▸ THE RECORDS
****
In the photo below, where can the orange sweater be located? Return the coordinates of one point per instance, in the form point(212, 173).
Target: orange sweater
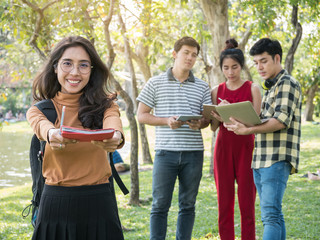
point(77, 164)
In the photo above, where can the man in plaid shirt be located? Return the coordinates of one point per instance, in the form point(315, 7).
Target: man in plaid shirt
point(277, 143)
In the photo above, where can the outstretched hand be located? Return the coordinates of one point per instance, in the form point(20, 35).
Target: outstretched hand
point(110, 145)
point(236, 127)
point(56, 141)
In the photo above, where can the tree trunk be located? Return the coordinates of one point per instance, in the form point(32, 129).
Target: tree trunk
point(134, 193)
point(295, 41)
point(216, 14)
point(308, 113)
point(128, 54)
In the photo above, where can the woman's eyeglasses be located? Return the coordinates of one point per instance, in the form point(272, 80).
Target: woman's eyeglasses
point(68, 66)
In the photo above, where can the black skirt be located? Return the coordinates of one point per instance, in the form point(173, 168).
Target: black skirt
point(76, 213)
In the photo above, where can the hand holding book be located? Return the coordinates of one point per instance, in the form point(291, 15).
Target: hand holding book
point(86, 135)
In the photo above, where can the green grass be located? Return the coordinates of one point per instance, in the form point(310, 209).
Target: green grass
point(301, 203)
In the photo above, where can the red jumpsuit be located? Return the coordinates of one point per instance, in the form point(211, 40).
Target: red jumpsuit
point(232, 162)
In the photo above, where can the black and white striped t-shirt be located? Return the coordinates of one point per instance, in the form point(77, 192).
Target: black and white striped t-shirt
point(168, 97)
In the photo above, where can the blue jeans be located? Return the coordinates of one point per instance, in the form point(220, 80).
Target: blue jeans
point(271, 184)
point(168, 165)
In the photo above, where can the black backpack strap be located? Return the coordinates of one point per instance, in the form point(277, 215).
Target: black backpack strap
point(116, 176)
point(47, 108)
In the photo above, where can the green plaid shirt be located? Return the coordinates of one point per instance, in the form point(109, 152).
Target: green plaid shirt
point(282, 102)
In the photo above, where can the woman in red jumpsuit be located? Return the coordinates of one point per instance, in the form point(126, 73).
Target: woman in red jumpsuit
point(233, 153)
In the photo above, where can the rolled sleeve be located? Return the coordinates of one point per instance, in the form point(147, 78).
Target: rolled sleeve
point(112, 120)
point(286, 102)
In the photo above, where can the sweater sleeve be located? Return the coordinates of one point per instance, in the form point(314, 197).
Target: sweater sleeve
point(39, 123)
point(112, 120)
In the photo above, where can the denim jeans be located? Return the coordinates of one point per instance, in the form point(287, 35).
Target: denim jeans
point(271, 184)
point(168, 165)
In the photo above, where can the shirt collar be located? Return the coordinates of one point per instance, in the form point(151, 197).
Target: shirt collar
point(279, 75)
point(171, 77)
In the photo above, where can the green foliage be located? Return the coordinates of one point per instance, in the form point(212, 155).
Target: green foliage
point(16, 99)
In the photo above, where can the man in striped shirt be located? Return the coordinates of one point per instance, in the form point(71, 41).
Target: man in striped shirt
point(179, 145)
point(277, 146)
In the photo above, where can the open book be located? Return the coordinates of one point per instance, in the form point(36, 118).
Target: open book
point(241, 111)
point(86, 135)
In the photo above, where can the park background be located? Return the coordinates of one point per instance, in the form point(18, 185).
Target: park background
point(135, 39)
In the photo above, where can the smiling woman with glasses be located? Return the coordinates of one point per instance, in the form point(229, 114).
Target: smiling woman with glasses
point(78, 201)
point(67, 66)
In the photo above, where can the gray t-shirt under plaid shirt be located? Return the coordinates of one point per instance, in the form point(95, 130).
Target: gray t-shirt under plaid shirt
point(282, 102)
point(168, 97)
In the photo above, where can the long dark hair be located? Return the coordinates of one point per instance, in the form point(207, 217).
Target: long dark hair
point(95, 98)
point(231, 51)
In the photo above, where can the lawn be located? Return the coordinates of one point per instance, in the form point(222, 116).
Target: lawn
point(301, 203)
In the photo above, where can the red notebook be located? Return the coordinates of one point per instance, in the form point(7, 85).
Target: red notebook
****
▸ TASK ITEM
Return every line holding the word "notebook" from the records.

▸ RESPONSE
In the photo above, where can the red notebook be located? Return the coordinates of one point per instance, in the form point(7, 85).
Target: red notebook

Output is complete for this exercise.